• _Provided records_
--
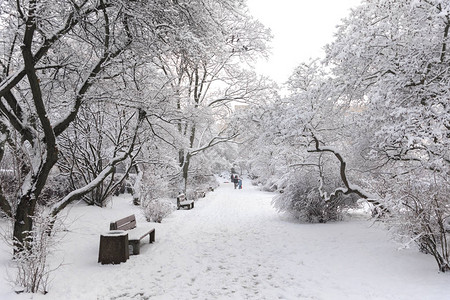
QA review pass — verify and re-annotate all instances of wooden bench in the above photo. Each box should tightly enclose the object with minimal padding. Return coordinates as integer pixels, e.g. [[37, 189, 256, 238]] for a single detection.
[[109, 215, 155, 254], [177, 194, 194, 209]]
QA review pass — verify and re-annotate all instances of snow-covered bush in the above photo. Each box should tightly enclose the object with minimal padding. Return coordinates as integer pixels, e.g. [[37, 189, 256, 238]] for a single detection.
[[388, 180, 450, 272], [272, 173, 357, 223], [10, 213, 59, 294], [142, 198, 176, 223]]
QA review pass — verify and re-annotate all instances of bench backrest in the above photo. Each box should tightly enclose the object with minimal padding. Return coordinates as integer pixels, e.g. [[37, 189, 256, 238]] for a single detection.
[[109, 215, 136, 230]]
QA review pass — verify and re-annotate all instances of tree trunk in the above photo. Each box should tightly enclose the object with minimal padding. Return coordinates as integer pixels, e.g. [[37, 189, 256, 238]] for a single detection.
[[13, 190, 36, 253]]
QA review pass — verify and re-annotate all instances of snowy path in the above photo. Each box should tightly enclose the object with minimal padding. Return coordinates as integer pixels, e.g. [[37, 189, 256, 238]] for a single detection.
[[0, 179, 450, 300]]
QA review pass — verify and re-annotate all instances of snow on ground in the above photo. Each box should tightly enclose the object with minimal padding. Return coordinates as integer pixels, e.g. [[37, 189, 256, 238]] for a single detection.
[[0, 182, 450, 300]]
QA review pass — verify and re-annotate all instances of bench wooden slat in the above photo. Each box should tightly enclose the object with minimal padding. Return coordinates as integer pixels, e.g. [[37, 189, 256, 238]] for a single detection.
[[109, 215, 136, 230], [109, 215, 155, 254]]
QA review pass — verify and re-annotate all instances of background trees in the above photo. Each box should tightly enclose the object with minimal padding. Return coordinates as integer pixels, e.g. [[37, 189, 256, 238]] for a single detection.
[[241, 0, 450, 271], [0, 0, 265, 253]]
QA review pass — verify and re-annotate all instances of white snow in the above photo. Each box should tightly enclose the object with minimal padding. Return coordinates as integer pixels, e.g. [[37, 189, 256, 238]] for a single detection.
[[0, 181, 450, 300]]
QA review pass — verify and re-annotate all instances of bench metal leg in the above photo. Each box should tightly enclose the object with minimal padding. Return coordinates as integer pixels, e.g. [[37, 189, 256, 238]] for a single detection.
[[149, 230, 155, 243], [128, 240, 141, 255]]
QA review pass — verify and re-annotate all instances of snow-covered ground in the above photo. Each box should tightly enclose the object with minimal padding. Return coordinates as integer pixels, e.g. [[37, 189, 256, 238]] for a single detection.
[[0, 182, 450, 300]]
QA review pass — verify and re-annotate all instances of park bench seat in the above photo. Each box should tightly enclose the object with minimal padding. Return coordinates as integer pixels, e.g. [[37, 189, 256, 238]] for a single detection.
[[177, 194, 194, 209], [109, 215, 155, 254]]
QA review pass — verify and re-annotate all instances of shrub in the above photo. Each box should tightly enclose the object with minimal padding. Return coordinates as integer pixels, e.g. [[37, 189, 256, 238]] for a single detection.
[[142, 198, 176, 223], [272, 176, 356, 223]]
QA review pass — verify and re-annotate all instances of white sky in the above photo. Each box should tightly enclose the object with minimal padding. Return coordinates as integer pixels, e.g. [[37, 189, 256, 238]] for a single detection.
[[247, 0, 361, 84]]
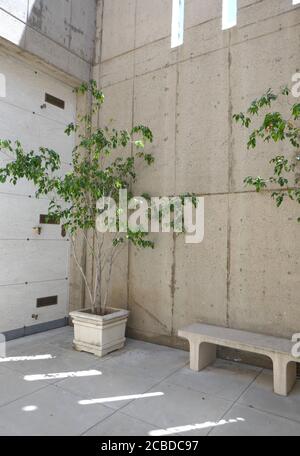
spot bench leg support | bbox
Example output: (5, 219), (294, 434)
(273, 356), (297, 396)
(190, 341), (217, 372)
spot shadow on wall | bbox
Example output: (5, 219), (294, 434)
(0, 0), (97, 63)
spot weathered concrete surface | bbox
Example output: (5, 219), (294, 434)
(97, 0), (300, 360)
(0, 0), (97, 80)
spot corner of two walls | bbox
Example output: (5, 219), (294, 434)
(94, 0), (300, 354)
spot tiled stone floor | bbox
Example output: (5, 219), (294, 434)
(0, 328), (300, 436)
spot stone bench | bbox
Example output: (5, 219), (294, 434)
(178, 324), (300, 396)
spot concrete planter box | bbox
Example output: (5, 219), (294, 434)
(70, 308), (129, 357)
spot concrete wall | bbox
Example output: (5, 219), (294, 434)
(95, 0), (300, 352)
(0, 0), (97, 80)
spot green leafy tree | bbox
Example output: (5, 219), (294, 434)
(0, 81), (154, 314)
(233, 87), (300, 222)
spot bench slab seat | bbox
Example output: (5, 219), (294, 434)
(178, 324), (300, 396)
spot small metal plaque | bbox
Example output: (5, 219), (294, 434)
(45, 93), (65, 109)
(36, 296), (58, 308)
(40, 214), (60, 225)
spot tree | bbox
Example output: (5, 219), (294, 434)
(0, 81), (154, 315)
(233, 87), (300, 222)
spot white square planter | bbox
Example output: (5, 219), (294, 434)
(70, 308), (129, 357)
--
• _Given instruction_
In the records above, reproduce word for word every line from the one containing "of white snow" through the one containing "[[177, 194, 194, 209], [109, 215, 155, 254]]", including both of those lines.

• _Result for this task_
QA review pass — verify and re-annotate all instances of white snow in the above photo. Each box should tightly enclose the object with minimal padding. Return coordinates as integer pixels, e.g. [[37, 189, 256, 238]] for a single detection.
[[0, 181, 450, 300]]
QA review pass — verify and re-annotate all instances of bench metal leg in the above photo. Each box should tightly enclose the object with minimal padding. Return coordinates as integer pixels, e.g. [[37, 189, 256, 238]] for a single detection.
[[149, 230, 155, 243], [128, 240, 141, 255]]
QA review pass — verify and re-annotate all instances of snow-covered ground in the above photo. Each box should tightly enclose the object with minimal padding. Return coordinates as integer pixels, e.g. [[37, 189, 256, 238]] for a single detection.
[[0, 182, 450, 300]]
QA review pass — verify and re-annotate all instances of park bench seat in the above photo. Each box should tightly enclose the object with minimal padding. Return coordinates as integer pixels, e.g. [[37, 189, 256, 238]] for a single detection.
[[177, 194, 194, 209], [109, 215, 155, 254]]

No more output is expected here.